「奨学金2400万円」の医学部生も。“借りる大学生”の実態を取材した結果
「奨学金は自己投資」なのか?
――奨学金は自己投資という言葉が出てきますが、大卒者の競争が激しい傾向は世界的にあるなかで、実際のところ元は取りやすいんでしょうか。
千駄木:日本の場合、とくに東京の一般企業で働く上では大卒になると選択肢が格段に広がるので、奨学金制度の経済合理性はあるかと思います。例えばアメリカは高校まで義務教育で、公共教育ということで学費の安い公立や州立の大学がたくさんあります。そのため、日本の高校に上がる感覚でコミュニティカレッジに進みますが、結局、私立に進まないとそれなりの職に就けないし、とんでもなくその学費が高いという。
――アメリカも大卒プアのような人がたくさんいるということですか?

[領域指示データ]
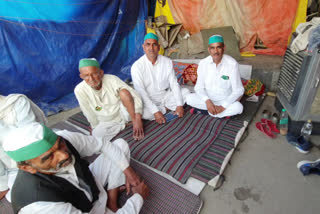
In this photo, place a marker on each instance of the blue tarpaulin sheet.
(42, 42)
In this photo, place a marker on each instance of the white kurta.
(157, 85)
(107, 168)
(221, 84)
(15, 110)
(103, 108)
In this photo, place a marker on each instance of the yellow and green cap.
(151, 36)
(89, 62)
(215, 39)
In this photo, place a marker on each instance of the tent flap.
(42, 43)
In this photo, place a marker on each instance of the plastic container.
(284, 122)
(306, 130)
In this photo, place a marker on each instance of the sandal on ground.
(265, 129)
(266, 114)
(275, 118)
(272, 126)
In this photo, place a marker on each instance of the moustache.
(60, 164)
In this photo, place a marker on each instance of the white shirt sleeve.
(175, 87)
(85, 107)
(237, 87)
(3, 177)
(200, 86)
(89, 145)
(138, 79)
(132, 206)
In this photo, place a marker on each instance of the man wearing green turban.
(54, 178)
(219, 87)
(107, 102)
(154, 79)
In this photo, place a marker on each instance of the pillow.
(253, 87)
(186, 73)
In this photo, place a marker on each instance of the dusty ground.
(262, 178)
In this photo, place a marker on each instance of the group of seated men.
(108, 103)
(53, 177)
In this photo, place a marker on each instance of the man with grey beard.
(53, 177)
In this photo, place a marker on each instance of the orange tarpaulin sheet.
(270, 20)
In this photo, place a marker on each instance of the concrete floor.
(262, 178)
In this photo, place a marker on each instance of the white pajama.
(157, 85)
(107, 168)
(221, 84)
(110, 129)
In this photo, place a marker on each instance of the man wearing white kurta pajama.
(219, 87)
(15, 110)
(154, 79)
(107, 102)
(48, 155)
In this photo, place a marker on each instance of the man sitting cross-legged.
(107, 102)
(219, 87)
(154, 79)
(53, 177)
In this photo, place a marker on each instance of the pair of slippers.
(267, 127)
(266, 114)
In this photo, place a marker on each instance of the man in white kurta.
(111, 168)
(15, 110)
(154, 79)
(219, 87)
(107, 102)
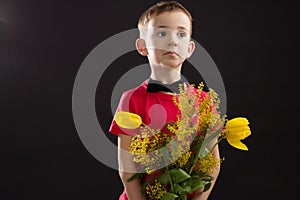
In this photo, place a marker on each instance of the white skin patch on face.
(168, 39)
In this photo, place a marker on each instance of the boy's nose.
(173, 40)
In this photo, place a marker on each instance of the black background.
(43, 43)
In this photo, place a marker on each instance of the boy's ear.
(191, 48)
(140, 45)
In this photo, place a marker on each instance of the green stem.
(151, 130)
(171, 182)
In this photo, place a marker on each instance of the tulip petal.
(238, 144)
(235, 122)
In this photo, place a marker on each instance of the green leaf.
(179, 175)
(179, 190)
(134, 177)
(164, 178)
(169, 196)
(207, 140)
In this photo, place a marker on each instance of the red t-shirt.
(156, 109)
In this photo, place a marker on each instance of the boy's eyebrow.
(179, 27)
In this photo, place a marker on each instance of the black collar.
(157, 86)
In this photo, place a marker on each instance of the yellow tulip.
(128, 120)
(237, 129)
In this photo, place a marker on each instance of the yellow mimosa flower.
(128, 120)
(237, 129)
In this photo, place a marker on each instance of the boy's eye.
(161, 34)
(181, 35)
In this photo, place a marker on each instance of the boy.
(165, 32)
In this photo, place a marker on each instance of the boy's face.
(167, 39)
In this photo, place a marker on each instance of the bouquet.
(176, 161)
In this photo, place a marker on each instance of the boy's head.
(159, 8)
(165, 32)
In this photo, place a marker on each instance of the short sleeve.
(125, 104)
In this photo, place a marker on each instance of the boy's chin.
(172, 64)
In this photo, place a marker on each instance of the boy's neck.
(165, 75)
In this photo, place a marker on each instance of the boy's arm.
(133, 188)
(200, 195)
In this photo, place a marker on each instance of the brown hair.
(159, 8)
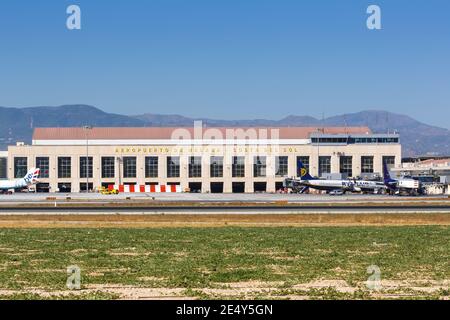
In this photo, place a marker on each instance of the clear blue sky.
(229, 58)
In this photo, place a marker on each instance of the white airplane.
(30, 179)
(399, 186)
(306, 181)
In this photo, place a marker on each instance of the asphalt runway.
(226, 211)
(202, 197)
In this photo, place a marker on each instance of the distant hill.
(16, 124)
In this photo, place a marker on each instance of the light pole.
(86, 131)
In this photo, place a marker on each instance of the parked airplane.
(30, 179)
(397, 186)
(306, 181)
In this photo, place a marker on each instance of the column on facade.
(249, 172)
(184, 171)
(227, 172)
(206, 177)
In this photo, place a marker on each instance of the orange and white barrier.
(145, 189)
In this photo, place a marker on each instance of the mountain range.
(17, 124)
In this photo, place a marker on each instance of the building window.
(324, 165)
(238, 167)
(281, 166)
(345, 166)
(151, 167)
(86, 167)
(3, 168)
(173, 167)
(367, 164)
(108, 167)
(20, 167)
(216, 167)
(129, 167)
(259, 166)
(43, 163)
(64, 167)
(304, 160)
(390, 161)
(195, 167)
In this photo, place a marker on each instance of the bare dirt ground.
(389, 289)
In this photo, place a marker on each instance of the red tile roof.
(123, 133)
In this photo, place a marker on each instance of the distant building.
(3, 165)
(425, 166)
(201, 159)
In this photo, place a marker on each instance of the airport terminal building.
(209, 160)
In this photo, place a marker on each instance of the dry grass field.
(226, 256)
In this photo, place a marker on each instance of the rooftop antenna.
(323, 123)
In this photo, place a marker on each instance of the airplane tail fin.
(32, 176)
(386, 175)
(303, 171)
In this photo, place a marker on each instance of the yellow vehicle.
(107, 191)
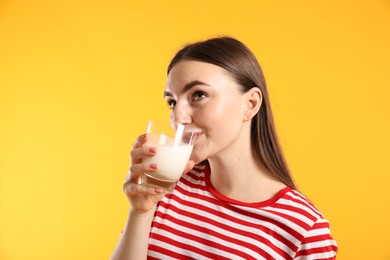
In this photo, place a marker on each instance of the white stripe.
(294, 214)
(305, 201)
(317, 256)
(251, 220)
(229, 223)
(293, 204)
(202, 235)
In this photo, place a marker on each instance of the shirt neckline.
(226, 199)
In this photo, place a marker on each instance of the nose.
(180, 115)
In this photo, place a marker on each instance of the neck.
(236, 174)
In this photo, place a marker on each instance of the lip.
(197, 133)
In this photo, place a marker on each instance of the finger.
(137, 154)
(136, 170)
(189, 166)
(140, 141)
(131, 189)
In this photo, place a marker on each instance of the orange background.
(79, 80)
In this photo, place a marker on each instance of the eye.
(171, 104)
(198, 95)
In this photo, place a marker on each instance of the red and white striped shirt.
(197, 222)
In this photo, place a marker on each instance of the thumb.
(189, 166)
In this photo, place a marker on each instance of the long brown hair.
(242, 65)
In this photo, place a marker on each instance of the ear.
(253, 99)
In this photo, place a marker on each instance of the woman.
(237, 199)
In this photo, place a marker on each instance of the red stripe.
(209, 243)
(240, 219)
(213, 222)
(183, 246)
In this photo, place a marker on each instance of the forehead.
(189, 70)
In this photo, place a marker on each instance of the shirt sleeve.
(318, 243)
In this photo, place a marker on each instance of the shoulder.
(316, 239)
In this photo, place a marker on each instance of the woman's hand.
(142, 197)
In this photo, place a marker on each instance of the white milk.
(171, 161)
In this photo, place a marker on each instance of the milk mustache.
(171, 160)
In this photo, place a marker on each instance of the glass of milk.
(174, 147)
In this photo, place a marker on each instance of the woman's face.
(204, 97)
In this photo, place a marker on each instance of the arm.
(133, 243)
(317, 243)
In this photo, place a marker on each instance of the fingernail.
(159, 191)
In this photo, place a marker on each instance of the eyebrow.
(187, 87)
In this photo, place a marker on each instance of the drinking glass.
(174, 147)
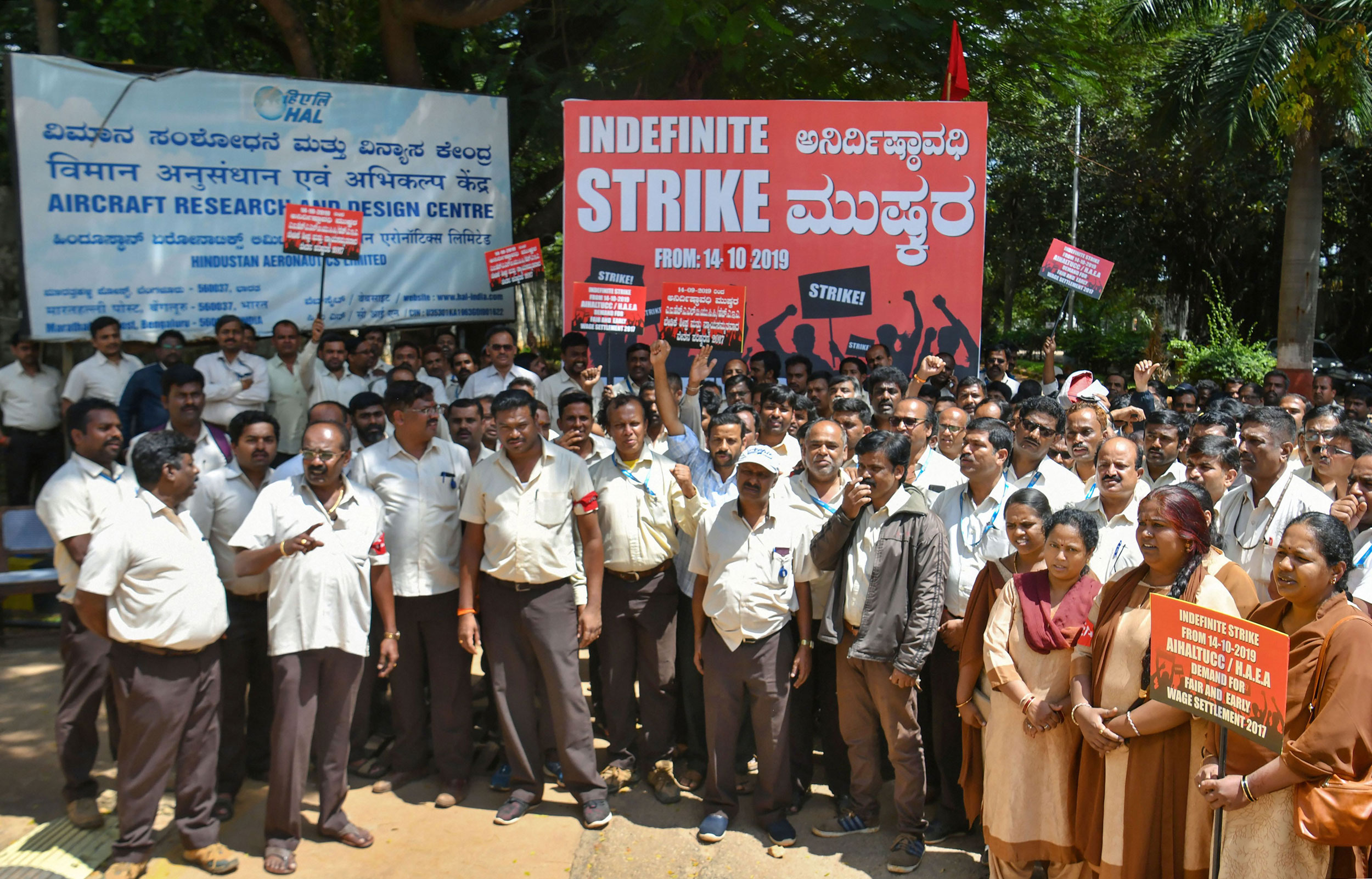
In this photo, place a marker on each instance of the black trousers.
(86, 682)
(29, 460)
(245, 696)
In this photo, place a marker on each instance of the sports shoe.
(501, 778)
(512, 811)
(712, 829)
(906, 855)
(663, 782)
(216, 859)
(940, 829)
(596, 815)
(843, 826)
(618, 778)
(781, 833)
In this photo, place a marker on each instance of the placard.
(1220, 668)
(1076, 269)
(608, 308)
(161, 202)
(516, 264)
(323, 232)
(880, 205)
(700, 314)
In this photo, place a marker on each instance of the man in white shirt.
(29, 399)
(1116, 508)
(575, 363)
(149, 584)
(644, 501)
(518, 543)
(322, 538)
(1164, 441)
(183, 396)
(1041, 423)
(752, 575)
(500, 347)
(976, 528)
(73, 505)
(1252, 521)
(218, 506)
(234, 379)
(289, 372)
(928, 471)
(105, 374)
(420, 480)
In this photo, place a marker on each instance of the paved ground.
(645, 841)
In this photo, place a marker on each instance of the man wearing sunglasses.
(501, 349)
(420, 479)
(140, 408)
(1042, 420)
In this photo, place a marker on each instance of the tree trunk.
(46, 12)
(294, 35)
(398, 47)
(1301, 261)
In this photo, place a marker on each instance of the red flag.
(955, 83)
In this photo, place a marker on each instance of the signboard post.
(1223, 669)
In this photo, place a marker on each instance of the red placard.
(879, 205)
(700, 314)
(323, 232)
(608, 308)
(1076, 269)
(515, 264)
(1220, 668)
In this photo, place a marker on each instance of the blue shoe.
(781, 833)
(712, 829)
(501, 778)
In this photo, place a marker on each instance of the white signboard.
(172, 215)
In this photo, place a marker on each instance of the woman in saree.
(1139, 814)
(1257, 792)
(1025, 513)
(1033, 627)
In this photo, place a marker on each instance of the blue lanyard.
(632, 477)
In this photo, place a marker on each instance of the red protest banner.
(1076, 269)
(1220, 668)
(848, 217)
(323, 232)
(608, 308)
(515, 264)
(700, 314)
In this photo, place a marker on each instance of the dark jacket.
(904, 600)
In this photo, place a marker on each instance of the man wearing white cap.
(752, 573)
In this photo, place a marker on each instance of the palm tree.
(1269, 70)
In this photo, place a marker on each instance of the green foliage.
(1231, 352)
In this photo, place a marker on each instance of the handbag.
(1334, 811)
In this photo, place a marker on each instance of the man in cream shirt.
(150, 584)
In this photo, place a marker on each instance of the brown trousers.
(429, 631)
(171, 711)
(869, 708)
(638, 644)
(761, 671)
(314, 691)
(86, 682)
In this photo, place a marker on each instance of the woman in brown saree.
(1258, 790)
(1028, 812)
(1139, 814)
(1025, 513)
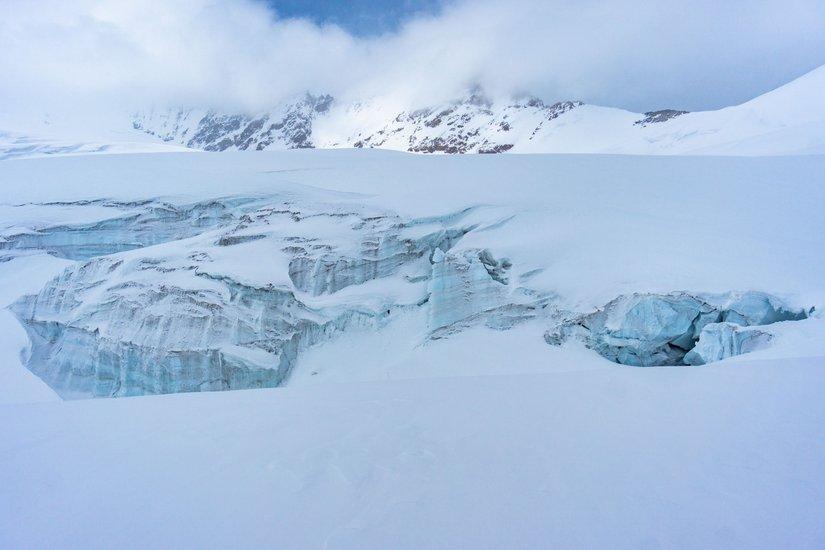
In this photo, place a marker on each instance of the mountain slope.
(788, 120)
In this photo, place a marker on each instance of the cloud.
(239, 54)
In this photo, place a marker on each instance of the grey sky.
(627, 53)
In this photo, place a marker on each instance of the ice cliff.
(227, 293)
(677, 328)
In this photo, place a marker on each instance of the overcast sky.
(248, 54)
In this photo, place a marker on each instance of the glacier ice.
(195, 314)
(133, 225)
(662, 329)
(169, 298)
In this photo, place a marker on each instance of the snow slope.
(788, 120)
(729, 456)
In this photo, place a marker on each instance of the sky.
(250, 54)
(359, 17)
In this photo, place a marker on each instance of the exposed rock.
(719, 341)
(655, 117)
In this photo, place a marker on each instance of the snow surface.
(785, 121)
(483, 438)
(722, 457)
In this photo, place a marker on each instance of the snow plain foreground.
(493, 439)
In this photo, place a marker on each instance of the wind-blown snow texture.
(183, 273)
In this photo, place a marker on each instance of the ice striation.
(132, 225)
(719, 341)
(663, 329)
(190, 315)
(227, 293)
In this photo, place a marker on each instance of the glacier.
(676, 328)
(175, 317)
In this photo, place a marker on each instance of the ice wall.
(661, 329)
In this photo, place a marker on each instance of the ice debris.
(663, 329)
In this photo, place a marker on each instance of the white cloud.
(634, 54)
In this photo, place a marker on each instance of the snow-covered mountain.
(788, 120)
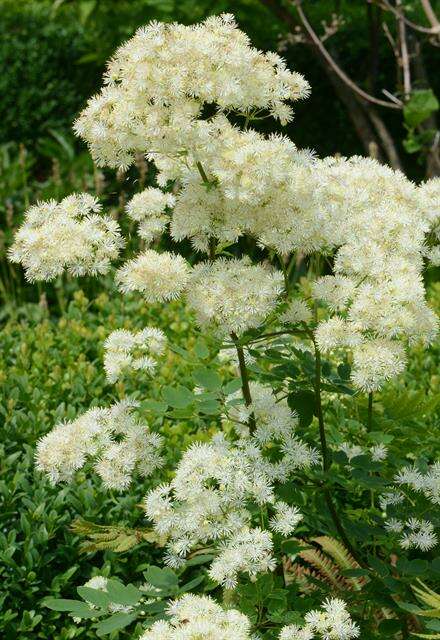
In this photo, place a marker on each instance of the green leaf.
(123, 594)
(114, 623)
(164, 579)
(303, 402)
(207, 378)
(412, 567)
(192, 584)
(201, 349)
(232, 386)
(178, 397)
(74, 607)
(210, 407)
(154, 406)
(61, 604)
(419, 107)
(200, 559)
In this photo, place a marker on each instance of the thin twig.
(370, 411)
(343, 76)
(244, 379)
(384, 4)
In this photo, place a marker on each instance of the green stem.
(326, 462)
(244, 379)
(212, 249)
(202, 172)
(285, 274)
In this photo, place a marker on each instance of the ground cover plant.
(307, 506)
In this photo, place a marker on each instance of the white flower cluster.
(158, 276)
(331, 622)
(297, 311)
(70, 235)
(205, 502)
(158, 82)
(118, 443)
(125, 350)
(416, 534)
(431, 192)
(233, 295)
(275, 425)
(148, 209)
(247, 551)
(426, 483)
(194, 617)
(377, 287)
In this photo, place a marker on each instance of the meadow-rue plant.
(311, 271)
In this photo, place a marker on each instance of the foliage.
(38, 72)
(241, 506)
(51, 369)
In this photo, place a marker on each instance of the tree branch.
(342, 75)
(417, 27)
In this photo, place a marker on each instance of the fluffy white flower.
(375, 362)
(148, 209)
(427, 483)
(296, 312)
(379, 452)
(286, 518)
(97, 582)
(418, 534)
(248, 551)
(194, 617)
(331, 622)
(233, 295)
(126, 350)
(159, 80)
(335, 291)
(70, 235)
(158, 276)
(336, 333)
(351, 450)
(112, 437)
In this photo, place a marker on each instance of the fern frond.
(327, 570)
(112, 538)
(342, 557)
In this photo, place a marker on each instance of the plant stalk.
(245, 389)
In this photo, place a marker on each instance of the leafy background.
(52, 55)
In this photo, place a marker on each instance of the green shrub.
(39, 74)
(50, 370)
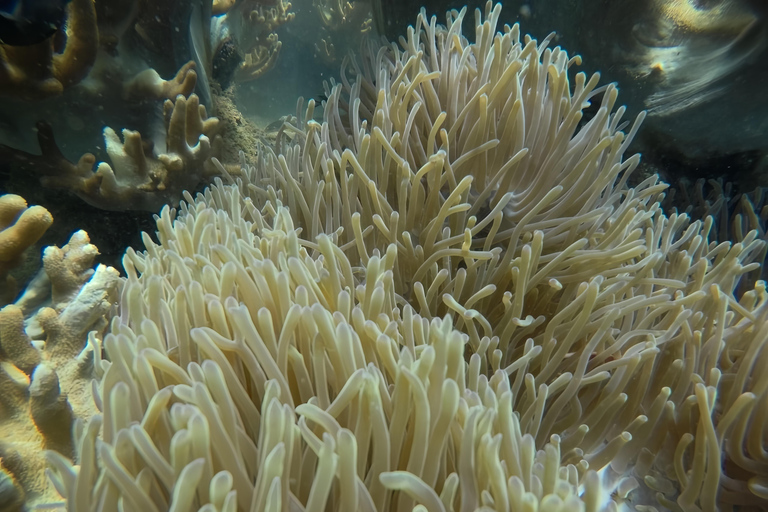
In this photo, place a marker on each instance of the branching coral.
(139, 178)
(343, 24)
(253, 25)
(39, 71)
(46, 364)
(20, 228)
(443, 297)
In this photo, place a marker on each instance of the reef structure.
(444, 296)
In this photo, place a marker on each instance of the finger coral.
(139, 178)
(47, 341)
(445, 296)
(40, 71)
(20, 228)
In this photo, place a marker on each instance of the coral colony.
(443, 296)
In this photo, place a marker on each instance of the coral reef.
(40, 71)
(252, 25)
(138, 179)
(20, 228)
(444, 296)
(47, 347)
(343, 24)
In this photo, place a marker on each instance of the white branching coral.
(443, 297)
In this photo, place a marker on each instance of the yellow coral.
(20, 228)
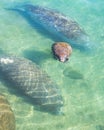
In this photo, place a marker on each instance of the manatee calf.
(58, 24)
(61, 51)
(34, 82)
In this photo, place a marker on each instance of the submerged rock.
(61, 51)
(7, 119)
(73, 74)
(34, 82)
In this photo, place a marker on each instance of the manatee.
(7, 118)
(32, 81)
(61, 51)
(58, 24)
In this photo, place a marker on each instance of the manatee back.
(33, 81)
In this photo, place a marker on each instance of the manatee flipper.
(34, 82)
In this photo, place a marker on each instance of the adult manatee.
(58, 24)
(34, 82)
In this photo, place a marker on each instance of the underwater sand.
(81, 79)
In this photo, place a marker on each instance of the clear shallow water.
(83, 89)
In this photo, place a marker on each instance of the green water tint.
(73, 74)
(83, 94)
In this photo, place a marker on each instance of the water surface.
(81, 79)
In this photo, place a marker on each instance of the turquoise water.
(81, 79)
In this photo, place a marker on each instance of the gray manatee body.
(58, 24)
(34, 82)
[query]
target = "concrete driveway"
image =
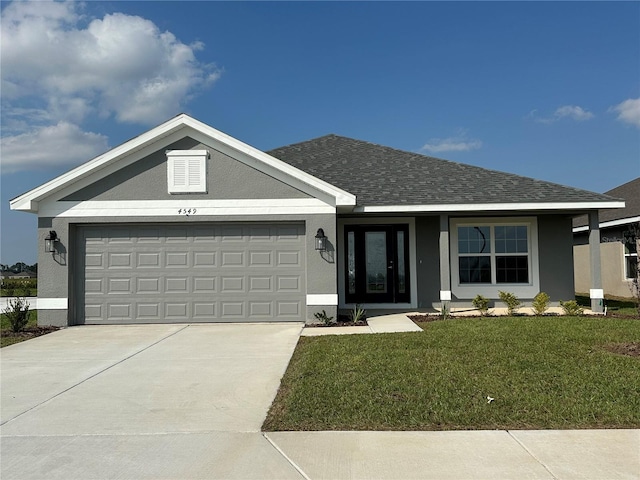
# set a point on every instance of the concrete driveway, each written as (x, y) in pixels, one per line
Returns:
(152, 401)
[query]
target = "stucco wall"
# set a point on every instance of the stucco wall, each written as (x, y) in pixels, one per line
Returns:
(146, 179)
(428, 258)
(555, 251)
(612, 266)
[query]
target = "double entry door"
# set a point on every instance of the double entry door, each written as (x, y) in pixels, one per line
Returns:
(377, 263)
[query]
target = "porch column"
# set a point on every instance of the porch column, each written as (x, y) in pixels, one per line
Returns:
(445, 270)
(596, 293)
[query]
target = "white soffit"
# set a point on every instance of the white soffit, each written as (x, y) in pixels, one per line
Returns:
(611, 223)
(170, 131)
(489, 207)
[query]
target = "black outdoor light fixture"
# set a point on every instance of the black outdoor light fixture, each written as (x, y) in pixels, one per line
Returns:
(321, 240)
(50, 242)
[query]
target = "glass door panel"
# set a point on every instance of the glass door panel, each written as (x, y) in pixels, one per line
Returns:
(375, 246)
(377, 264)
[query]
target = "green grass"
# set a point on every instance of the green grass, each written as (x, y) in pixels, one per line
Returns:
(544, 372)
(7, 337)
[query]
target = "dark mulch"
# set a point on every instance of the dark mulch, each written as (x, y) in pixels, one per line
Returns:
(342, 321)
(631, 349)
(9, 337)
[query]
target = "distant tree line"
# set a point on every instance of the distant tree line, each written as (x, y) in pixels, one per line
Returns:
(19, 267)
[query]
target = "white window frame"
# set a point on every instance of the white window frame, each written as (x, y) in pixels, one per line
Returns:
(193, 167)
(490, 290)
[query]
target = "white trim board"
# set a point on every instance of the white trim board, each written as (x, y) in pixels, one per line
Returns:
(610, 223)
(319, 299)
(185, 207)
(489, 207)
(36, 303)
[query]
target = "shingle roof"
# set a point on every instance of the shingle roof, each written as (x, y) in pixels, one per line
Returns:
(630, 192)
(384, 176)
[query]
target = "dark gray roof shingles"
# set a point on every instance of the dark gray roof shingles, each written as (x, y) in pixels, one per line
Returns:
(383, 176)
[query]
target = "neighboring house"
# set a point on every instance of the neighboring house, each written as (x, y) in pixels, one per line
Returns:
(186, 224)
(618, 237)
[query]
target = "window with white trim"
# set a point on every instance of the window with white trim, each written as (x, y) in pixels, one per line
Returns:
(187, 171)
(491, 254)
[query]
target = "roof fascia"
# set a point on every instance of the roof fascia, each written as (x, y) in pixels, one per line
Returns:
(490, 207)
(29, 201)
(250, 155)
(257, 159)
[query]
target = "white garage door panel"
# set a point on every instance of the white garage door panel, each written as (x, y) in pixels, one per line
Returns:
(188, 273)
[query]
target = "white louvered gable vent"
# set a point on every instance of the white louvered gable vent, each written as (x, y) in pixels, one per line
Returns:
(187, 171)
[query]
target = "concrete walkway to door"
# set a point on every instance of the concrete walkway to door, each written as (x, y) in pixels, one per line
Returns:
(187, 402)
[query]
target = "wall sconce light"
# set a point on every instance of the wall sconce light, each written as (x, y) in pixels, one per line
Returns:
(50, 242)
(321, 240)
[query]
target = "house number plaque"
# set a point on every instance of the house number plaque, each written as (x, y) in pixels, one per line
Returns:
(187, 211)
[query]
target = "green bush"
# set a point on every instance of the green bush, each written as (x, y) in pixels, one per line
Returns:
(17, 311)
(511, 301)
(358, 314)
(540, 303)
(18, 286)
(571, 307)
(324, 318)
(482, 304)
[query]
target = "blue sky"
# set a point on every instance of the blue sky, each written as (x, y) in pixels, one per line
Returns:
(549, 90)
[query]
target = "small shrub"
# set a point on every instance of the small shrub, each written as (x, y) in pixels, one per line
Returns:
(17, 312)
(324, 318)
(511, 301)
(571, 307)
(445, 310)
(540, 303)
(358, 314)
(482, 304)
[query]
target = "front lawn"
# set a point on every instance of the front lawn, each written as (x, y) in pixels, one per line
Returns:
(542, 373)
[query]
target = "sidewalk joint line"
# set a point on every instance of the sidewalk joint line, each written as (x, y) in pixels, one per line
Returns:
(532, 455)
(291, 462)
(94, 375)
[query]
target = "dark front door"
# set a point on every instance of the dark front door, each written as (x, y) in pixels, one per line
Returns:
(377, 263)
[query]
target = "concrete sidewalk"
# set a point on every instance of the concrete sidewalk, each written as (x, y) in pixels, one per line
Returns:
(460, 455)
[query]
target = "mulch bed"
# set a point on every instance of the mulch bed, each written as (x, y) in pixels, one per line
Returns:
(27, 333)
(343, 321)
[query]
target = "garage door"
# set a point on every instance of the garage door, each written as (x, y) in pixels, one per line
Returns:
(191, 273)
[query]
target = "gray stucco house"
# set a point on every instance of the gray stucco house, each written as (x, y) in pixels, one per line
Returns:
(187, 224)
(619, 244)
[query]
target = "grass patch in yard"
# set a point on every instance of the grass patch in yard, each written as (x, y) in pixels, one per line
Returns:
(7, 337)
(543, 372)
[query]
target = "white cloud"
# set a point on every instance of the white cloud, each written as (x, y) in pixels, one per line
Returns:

● 問題
奨学金についての課題文を、最後の問いかけ「アメリカも大卒プアのような人がたくさんいるということですか?」の後から書き継いでください。 上の行はここでは使いません。

● 解答
千駄木:コミュニティカレッジが日本の高校みたいな位置付けなので、単純に比べられないところもありますけどね。その一方で、日本はどんな大学でも大卒カードさえ手に入れれば、基本はスタート地点につけるし、人生の転機になりやすい。
なので、まずは奨学金を借りてでも、大卒カードを得ることは多くの人の場合、やはり妥当かなと。新卒でも「学歴重視」から「経験・スキルを重視すべき」という議論が日本でありますが、奨学金を借りて大学進学した人からすると、やってられない話だと思います。実家が太い人が勝ちやすくなるので。
「地元の国公立大学を目指せ」は…
――やはり日本は国公立の学費が高くなっている問題はひとつありそうですね。
千駄木:東京の有名私大だと独自に地方出身者向けの給付型奨学金も充実していて、本人の希望や状況によっても奨学金制度の選択肢はだいぶ変わってくる。なので、単純に「金がないなら地元の国公立大学を目指せ」というアドバイスは、現状では適切じゃない気がします。